Write out the lines of the material below as a numbered list, from the line containing "mark: bat's fur" through the end of the material, both ends included. Skip blank lines and leave out the pictures.

● **RECORDS SUPPLIED**:
-- start --
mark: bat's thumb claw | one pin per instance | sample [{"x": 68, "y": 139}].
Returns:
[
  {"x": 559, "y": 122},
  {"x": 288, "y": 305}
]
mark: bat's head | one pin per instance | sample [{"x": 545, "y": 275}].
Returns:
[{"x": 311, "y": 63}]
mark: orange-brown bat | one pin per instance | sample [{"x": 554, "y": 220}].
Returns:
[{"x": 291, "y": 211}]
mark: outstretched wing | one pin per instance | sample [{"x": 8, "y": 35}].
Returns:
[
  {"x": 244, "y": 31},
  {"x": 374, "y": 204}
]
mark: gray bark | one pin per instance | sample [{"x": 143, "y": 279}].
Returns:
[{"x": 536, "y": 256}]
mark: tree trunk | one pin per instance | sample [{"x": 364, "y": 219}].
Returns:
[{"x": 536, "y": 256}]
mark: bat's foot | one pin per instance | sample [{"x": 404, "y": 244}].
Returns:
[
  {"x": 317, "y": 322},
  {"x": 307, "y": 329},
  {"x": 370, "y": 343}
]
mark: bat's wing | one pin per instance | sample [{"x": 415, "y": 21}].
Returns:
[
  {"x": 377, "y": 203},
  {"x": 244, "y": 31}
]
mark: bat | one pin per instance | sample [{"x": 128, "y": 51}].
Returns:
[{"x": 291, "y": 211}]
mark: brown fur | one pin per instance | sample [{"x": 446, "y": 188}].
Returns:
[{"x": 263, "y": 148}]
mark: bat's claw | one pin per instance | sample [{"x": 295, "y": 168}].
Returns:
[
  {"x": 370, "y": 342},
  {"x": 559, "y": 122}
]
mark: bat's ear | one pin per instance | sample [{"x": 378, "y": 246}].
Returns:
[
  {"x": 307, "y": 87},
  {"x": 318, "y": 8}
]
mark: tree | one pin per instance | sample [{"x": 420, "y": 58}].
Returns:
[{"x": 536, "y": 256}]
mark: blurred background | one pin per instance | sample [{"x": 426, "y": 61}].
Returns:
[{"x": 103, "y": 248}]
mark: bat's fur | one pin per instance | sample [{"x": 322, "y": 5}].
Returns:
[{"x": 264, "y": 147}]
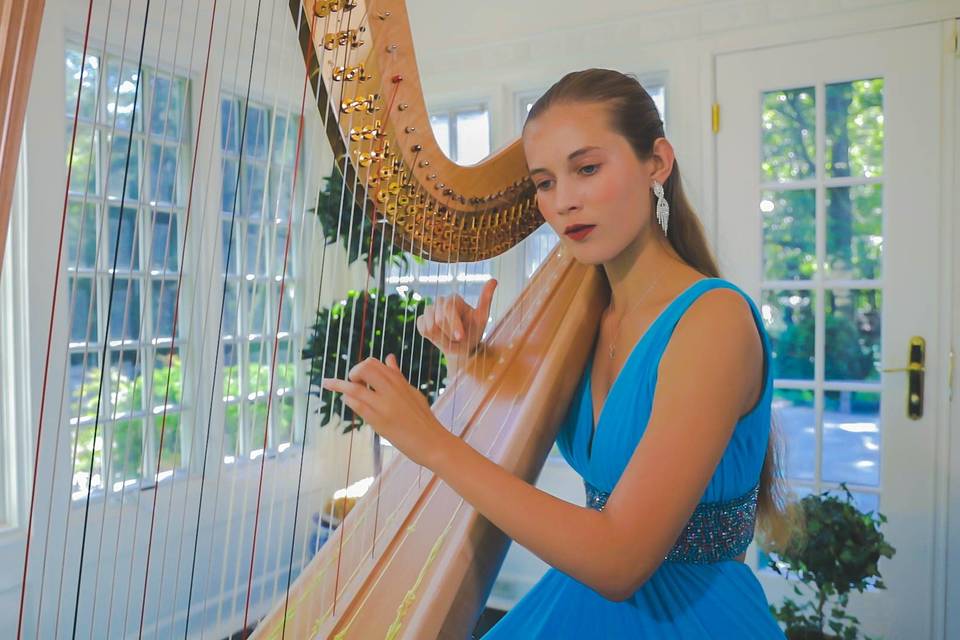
-- end --
● **RESPONSE**:
1. mark: bat's fur | one pin per instance | sample [{"x": 322, "y": 5}].
2. Returns:
3. [{"x": 264, "y": 147}]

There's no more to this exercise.